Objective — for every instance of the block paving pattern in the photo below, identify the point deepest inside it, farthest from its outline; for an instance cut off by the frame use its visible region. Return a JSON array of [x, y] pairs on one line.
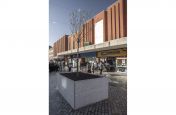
[[116, 104]]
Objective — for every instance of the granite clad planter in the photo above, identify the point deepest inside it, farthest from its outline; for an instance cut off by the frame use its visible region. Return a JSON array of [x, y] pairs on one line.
[[84, 90]]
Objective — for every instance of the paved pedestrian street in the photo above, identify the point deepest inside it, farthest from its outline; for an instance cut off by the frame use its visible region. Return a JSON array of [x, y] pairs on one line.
[[116, 104]]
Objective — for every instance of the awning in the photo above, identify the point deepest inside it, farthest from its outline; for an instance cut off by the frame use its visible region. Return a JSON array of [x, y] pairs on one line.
[[88, 54]]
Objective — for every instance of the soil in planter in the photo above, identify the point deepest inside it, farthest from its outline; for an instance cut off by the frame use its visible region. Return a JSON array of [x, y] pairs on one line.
[[82, 76]]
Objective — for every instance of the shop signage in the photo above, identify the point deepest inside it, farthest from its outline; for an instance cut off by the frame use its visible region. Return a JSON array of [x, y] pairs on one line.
[[113, 53]]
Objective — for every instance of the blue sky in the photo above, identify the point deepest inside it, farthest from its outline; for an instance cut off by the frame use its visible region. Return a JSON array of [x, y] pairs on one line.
[[59, 14]]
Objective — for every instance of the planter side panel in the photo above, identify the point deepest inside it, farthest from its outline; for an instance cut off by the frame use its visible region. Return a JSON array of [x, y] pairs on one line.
[[90, 91]]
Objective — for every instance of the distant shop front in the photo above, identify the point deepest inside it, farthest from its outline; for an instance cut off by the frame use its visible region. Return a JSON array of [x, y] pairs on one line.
[[116, 58]]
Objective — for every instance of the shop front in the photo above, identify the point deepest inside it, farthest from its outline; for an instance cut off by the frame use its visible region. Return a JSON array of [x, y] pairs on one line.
[[115, 60]]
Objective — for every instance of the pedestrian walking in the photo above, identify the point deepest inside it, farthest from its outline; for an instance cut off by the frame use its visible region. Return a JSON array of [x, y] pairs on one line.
[[93, 67], [89, 68], [101, 68]]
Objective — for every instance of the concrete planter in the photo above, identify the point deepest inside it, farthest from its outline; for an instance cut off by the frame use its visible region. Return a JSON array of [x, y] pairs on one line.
[[80, 93]]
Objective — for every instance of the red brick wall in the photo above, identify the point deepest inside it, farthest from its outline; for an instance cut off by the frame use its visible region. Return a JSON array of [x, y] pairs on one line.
[[102, 16], [115, 26]]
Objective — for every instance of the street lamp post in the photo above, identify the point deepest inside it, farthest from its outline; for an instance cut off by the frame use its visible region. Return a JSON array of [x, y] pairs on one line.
[[78, 41]]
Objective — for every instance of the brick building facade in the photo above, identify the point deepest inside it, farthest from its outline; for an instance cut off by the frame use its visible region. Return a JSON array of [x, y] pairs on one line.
[[112, 21]]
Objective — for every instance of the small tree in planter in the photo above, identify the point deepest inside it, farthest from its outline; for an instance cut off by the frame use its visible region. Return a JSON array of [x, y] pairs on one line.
[[77, 20]]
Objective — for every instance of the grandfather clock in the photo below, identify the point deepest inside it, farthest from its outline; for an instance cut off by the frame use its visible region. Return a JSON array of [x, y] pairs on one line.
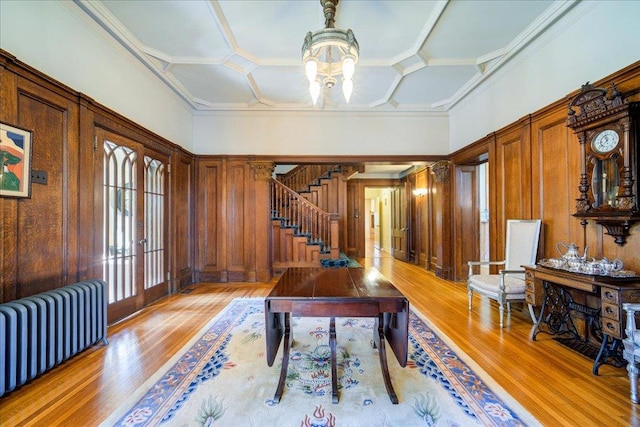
[[607, 127]]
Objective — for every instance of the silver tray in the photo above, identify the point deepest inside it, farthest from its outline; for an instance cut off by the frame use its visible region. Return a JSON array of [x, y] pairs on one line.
[[558, 264]]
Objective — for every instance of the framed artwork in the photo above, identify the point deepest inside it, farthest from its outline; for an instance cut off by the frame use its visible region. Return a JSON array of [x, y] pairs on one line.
[[15, 161]]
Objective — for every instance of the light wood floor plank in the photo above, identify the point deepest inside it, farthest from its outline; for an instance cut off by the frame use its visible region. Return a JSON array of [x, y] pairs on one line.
[[554, 383]]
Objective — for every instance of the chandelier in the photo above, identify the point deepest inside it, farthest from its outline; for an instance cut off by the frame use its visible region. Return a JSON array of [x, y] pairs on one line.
[[328, 53]]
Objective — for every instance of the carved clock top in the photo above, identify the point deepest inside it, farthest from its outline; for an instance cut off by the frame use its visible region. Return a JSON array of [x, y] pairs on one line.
[[593, 104]]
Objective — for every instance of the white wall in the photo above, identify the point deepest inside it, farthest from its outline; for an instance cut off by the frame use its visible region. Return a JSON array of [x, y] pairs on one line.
[[301, 133], [58, 40], [592, 41]]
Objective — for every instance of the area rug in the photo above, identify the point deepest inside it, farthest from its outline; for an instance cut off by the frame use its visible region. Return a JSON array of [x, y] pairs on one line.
[[221, 378]]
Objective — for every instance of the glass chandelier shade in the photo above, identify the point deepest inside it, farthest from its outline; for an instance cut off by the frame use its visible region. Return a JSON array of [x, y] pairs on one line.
[[328, 53]]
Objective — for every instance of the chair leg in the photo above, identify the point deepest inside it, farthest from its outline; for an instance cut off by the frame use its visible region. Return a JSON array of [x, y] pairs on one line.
[[533, 314], [633, 381]]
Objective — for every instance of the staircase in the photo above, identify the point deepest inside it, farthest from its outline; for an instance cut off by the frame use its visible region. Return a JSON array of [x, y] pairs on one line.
[[307, 210]]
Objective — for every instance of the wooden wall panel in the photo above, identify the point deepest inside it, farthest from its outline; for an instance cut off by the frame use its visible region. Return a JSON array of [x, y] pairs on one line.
[[467, 219], [422, 229], [210, 254], [513, 179], [183, 205], [440, 220], [235, 225], [51, 213], [354, 243], [556, 174]]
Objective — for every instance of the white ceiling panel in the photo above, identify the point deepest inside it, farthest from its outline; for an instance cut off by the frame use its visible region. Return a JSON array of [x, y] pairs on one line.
[[246, 54]]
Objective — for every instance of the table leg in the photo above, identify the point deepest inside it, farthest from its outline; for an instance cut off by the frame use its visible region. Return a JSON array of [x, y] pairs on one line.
[[334, 365], [378, 340], [285, 357]]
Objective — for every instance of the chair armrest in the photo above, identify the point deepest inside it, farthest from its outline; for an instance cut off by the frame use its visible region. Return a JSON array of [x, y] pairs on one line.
[[474, 263], [470, 263], [503, 272]]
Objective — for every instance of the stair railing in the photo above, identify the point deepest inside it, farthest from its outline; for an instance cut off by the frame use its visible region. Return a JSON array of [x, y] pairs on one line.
[[293, 210]]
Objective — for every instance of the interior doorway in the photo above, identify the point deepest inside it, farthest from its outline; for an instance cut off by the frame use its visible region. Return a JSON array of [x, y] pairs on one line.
[[377, 223]]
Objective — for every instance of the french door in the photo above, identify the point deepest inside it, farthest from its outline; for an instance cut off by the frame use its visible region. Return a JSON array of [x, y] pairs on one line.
[[134, 183]]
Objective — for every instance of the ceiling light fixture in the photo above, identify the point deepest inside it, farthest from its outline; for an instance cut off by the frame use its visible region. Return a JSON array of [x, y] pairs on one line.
[[328, 53]]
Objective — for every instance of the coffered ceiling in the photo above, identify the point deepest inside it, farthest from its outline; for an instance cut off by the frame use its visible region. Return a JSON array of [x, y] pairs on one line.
[[243, 55]]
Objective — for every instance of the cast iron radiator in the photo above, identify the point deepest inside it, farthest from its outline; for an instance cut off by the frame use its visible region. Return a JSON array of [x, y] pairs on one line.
[[43, 330]]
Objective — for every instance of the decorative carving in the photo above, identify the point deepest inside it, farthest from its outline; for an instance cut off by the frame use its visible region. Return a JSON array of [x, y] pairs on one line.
[[263, 171], [604, 122], [593, 104], [441, 170]]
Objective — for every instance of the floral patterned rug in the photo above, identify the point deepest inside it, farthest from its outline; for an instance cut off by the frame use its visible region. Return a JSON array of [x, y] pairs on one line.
[[221, 378]]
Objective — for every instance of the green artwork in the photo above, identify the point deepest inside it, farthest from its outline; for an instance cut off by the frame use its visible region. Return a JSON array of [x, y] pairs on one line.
[[8, 180]]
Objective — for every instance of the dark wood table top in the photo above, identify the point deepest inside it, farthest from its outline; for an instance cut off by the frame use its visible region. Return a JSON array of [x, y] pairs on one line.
[[334, 284]]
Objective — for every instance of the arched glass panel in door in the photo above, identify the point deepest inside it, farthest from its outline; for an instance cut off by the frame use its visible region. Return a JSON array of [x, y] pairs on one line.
[[154, 199], [120, 190]]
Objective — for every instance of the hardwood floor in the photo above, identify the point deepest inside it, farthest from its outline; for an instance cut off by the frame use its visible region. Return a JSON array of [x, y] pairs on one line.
[[554, 383]]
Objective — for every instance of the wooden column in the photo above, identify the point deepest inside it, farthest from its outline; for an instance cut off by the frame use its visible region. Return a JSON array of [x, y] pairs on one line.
[[263, 172]]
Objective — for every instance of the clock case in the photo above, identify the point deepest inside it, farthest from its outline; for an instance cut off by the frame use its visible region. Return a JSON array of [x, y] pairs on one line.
[[591, 112]]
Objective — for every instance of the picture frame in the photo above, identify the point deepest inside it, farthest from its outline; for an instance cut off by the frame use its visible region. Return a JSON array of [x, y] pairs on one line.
[[15, 161]]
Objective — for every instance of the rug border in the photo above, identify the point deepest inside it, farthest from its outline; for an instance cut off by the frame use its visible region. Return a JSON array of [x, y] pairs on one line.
[[522, 412], [142, 389]]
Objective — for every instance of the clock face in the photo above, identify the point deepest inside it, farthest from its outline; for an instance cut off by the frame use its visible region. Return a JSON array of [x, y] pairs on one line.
[[605, 141]]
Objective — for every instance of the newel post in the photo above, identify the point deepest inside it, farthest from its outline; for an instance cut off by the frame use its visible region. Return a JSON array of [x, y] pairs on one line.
[[334, 228]]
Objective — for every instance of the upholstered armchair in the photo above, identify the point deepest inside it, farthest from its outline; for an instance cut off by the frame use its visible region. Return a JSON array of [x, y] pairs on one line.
[[631, 351], [508, 285]]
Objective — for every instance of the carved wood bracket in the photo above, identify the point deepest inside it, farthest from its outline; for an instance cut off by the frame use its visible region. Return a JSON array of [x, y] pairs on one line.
[[262, 171]]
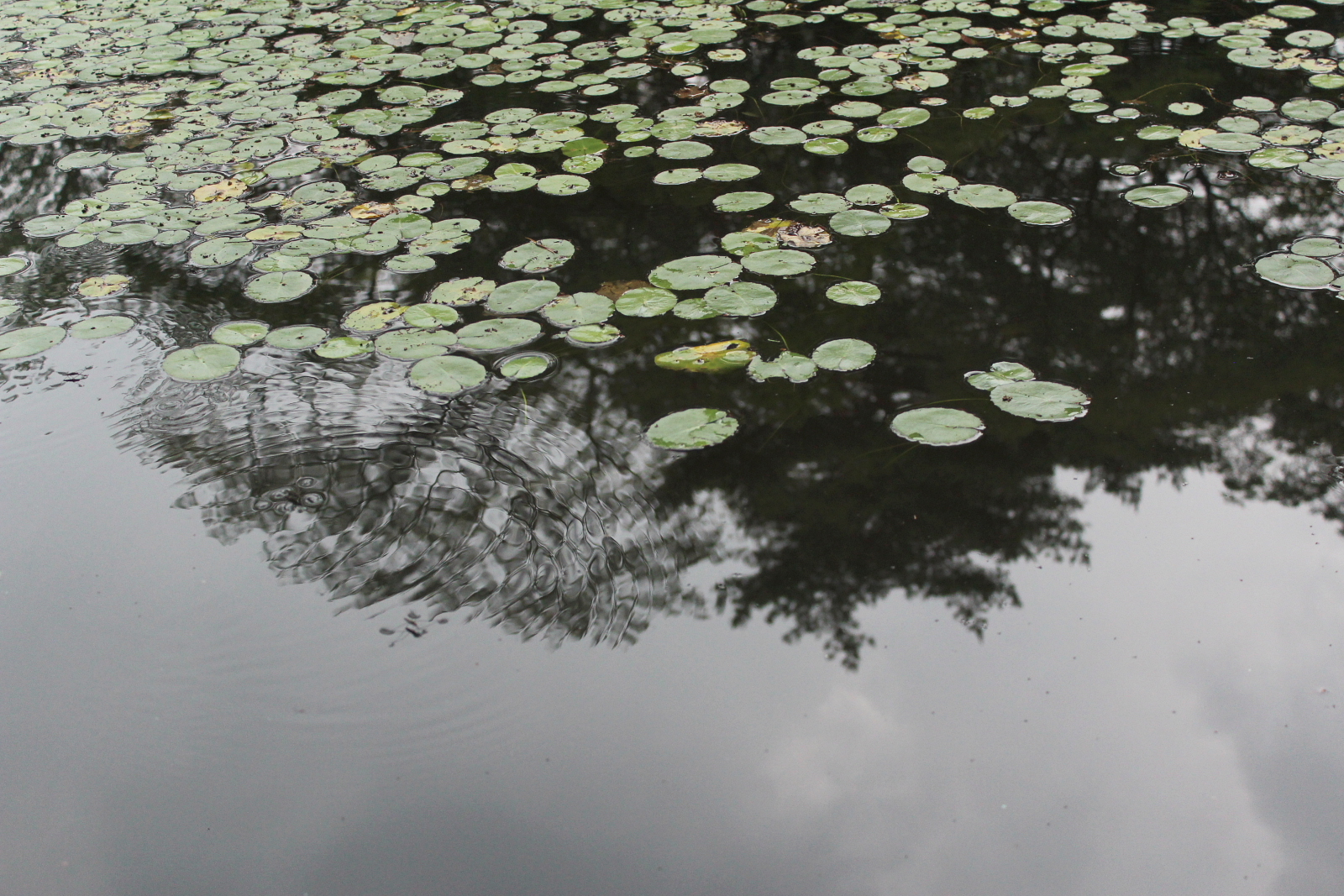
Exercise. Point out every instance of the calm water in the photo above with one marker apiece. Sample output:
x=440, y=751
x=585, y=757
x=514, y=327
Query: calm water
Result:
x=307, y=629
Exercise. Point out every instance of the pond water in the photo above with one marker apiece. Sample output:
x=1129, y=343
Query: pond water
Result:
x=605, y=448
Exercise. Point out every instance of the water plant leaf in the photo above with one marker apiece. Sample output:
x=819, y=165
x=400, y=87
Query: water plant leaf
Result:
x=1041, y=401
x=497, y=335
x=538, y=255
x=1294, y=271
x=296, y=338
x=447, y=375
x=938, y=426
x=779, y=262
x=696, y=271
x=692, y=429
x=102, y=327
x=844, y=355
x=202, y=363
x=239, y=333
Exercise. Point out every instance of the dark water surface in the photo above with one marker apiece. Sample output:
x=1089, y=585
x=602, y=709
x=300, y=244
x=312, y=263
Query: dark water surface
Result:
x=307, y=629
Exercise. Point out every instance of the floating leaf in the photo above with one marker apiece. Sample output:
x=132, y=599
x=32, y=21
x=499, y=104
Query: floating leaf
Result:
x=239, y=333
x=1041, y=401
x=1294, y=271
x=526, y=365
x=496, y=335
x=102, y=327
x=202, y=363
x=696, y=427
x=538, y=255
x=938, y=426
x=779, y=262
x=844, y=355
x=447, y=375
x=296, y=338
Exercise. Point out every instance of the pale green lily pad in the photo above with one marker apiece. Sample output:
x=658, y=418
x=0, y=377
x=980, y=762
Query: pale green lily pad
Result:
x=447, y=375
x=844, y=355
x=1294, y=271
x=522, y=296
x=342, y=347
x=202, y=363
x=1041, y=401
x=1041, y=214
x=497, y=335
x=239, y=333
x=938, y=426
x=538, y=255
x=102, y=327
x=645, y=301
x=526, y=365
x=853, y=291
x=1158, y=195
x=296, y=338
x=281, y=286
x=779, y=262
x=859, y=222
x=414, y=344
x=692, y=429
x=696, y=271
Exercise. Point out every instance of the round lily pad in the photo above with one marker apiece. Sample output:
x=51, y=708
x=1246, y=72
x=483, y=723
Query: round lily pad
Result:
x=779, y=262
x=938, y=426
x=281, y=286
x=447, y=375
x=696, y=271
x=1041, y=401
x=296, y=338
x=1294, y=271
x=853, y=291
x=844, y=355
x=30, y=340
x=497, y=335
x=696, y=427
x=202, y=363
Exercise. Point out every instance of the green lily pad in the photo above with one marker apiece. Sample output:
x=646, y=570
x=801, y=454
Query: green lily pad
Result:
x=497, y=335
x=938, y=426
x=522, y=296
x=414, y=344
x=296, y=338
x=447, y=375
x=281, y=286
x=1041, y=401
x=1158, y=195
x=645, y=301
x=859, y=222
x=696, y=271
x=202, y=363
x=692, y=429
x=779, y=262
x=853, y=291
x=343, y=347
x=1294, y=271
x=239, y=333
x=538, y=255
x=844, y=355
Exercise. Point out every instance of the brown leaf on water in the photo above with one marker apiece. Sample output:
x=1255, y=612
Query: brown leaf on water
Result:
x=803, y=235
x=615, y=289
x=373, y=211
x=221, y=191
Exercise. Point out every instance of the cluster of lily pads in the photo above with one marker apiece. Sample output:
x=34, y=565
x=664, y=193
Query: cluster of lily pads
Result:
x=234, y=154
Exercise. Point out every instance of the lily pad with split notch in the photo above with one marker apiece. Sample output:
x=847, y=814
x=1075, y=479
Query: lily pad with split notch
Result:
x=447, y=374
x=202, y=363
x=696, y=427
x=938, y=426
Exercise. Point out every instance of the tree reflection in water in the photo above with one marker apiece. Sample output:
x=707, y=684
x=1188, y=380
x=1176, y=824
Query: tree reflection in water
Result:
x=542, y=511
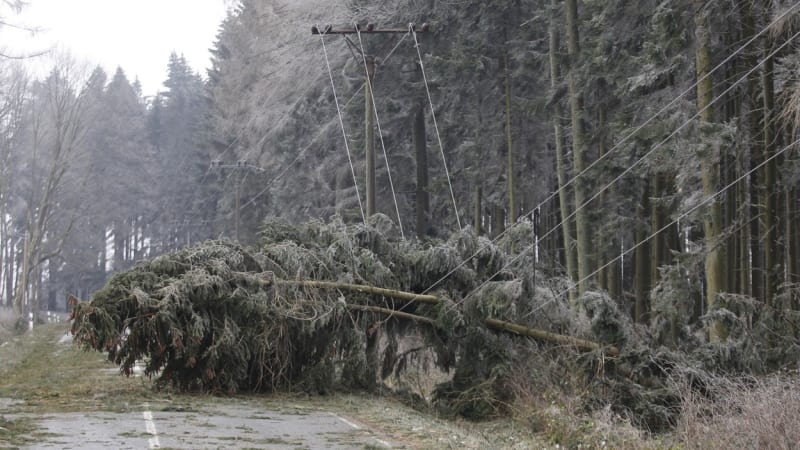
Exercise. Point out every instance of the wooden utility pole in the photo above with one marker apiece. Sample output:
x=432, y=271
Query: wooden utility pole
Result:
x=369, y=110
x=369, y=135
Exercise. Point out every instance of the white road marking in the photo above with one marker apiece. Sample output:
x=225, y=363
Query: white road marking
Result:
x=150, y=426
x=354, y=426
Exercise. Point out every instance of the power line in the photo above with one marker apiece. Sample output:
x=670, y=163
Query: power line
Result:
x=666, y=227
x=619, y=144
x=380, y=132
x=263, y=191
x=646, y=155
x=413, y=30
x=341, y=124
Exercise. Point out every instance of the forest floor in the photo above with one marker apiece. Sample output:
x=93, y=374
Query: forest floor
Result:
x=55, y=395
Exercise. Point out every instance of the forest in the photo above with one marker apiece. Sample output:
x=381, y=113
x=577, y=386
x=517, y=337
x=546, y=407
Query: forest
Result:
x=643, y=151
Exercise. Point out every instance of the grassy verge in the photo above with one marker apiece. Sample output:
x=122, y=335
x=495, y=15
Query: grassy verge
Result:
x=50, y=376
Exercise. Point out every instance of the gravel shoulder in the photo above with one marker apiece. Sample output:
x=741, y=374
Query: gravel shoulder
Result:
x=55, y=395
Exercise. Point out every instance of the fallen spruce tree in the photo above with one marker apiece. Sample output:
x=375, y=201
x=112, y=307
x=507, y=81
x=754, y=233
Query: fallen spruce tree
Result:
x=324, y=305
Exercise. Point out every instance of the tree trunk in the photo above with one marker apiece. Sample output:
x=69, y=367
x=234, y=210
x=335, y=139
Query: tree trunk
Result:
x=642, y=260
x=369, y=137
x=547, y=336
x=567, y=224
x=579, y=151
x=512, y=204
x=421, y=154
x=769, y=183
x=477, y=217
x=498, y=220
x=710, y=175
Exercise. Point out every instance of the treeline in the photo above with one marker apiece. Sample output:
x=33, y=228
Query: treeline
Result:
x=94, y=176
x=652, y=141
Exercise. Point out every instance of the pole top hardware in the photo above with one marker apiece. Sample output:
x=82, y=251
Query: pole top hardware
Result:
x=370, y=28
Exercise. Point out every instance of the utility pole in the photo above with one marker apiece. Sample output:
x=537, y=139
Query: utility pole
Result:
x=369, y=110
x=240, y=167
x=369, y=135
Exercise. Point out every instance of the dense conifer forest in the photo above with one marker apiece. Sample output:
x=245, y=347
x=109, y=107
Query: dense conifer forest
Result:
x=621, y=172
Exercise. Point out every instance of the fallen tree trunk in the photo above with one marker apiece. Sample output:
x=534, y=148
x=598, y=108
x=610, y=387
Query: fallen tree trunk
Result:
x=410, y=296
x=550, y=337
x=391, y=312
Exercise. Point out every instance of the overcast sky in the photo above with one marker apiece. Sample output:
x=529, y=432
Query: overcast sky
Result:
x=137, y=35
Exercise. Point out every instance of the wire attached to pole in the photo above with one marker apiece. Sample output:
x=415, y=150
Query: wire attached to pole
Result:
x=380, y=132
x=341, y=124
x=413, y=31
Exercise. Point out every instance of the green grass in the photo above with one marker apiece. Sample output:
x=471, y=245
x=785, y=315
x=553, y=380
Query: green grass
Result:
x=53, y=377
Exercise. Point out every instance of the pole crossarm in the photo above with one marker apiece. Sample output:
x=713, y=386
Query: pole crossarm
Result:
x=369, y=29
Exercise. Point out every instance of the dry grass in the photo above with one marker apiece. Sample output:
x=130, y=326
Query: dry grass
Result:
x=743, y=413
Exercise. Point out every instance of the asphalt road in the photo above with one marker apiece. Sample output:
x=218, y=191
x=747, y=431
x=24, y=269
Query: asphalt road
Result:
x=222, y=425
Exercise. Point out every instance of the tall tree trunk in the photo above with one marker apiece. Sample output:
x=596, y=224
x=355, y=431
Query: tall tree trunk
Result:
x=579, y=151
x=477, y=217
x=642, y=259
x=567, y=224
x=750, y=253
x=498, y=220
x=421, y=154
x=710, y=174
x=769, y=182
x=793, y=236
x=512, y=204
x=369, y=137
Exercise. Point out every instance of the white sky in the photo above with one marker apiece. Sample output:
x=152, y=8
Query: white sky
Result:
x=137, y=35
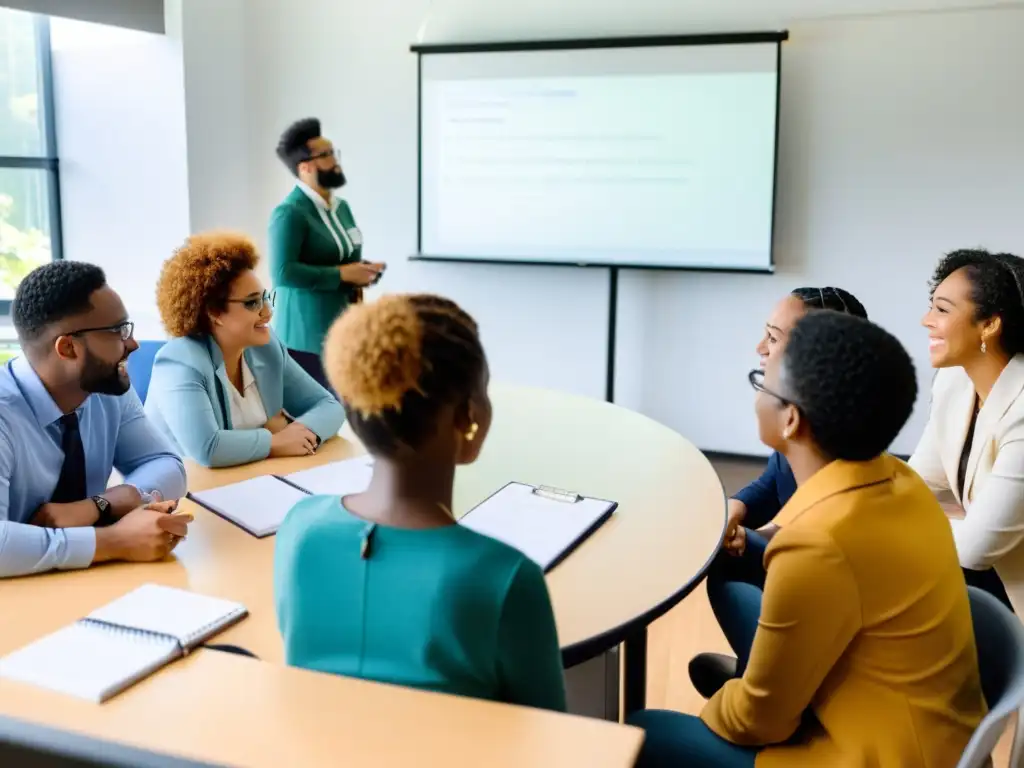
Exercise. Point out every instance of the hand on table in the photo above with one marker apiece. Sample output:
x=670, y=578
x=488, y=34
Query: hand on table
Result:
•••••
▶ **TASK TO COMPLETE**
In the records above, find the line containing "Exercise. Point out every instance of the green grass". Reproduce it and every line after it through the last line, omitting pictures.

▶ **THE ANSWER**
Exercise. Point out every instance of the green grass in the photo above with one marker apiece. Sample output:
x=471, y=245
x=785, y=315
x=553, y=380
Query: green grass
Result:
x=53, y=377
Exercise. Point out every instance of the pole crossarm in the photo above with one marker apiece. Sample output:
x=713, y=386
Query: pole crossarm
Result:
x=369, y=29
Exercise. Point out every instance of the dry grass in the photo above with one marker apiece. Sample output:
x=130, y=326
Query: dry grass
Result:
x=743, y=413
Exercise. Point out every instance of the asphalt road in the photo above with one marker apiece. Sample output:
x=218, y=191
x=747, y=431
x=24, y=269
Query: asphalt road
Result:
x=222, y=425
Exercise. Point out every instance of the tall tree trunk in the photo above with one marker apiece. Sample output:
x=596, y=224
x=355, y=431
Query: tall tree trunk
Result:
x=579, y=151
x=477, y=217
x=642, y=259
x=567, y=224
x=750, y=253
x=498, y=220
x=421, y=154
x=710, y=174
x=769, y=182
x=793, y=236
x=512, y=204
x=369, y=137
Exercise. Point out every instance of the white sky in the photo above with one marker apiece. Sample output:
x=152, y=8
Query: white sky
Result:
x=137, y=35
Exercise. Point out every instance of the hand on table in the photo above with one marker apiece. Sample output:
x=670, y=578
x=488, y=34
Query: hand on table
Result:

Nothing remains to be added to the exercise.